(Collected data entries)

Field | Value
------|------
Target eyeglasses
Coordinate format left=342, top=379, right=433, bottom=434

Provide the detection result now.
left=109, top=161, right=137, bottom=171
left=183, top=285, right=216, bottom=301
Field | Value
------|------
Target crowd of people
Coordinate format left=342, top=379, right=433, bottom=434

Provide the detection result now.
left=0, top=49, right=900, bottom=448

--

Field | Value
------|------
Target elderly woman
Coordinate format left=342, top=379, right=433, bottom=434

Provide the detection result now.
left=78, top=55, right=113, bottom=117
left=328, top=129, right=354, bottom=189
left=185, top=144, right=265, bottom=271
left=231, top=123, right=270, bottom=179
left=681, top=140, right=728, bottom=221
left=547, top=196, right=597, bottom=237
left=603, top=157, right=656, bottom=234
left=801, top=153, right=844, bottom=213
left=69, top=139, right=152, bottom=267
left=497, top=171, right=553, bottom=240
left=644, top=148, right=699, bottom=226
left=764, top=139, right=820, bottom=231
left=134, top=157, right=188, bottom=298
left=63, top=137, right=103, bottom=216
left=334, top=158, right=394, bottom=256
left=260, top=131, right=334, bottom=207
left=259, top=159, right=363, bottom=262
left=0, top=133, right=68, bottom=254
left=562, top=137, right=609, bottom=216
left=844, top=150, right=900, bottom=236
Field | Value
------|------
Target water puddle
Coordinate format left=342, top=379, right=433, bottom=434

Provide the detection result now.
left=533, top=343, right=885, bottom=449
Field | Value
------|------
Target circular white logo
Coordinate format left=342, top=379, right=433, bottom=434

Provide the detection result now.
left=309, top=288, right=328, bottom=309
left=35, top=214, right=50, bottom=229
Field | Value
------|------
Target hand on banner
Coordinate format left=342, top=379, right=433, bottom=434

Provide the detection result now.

**GIVEN TASK:** Report each line of the data above that contains the string "Target", treating uppercase and lowercase as different.

**SOLUTION:**
Target eyeglasses
Target crowd of people
Target elderly woman
Target water puddle
Target circular white logo
Target hand on banner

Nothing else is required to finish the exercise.